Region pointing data
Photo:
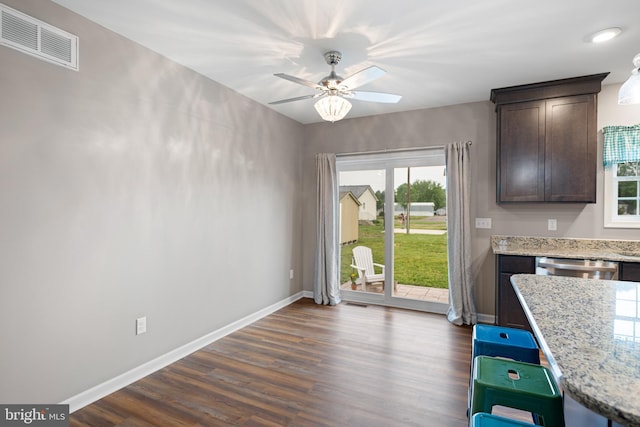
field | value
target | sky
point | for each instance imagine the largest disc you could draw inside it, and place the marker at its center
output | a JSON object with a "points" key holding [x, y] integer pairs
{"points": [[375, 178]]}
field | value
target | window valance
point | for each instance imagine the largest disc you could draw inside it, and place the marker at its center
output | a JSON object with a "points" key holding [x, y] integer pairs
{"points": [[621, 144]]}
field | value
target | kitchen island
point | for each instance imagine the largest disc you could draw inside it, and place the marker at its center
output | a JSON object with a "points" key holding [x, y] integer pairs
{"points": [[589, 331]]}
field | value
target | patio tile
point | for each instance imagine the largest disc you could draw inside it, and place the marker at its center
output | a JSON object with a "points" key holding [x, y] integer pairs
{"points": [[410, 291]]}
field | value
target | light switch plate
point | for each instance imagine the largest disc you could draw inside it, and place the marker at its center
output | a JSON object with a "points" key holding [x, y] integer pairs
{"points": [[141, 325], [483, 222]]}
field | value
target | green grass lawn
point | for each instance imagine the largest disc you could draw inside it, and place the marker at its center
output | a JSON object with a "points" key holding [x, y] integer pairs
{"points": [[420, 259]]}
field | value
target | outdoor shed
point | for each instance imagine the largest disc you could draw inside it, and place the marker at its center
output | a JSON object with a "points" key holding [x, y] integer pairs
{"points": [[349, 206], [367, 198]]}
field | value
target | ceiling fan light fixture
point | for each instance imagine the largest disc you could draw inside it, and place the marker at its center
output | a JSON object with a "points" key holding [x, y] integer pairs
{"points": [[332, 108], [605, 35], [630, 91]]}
==
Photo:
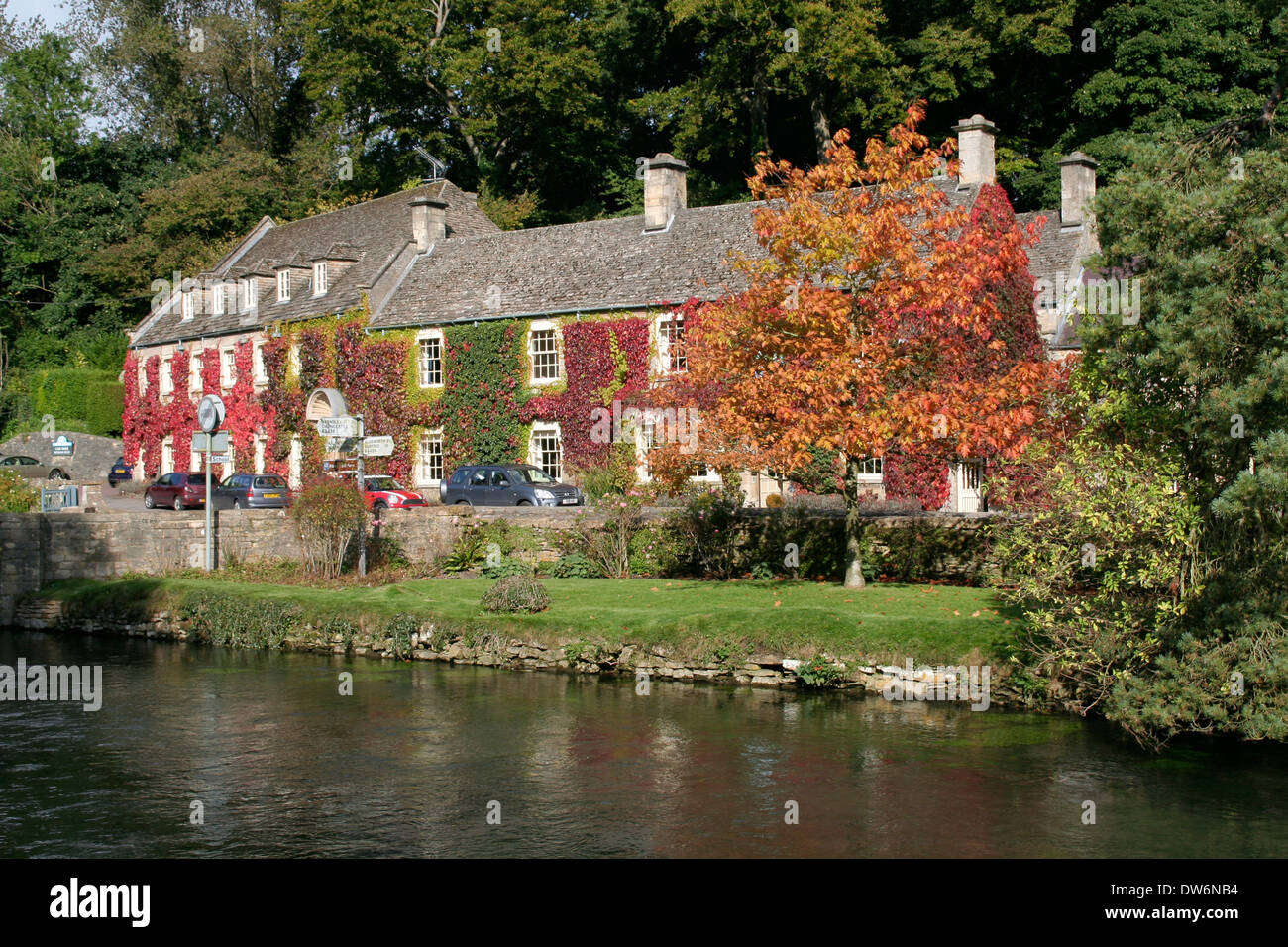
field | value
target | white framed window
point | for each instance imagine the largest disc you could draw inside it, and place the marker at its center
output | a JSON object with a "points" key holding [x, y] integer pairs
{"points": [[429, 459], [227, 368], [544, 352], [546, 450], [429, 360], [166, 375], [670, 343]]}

What to produce. In the records above, how many lines contain the word "window"? Give the number alone.

Written solution. 2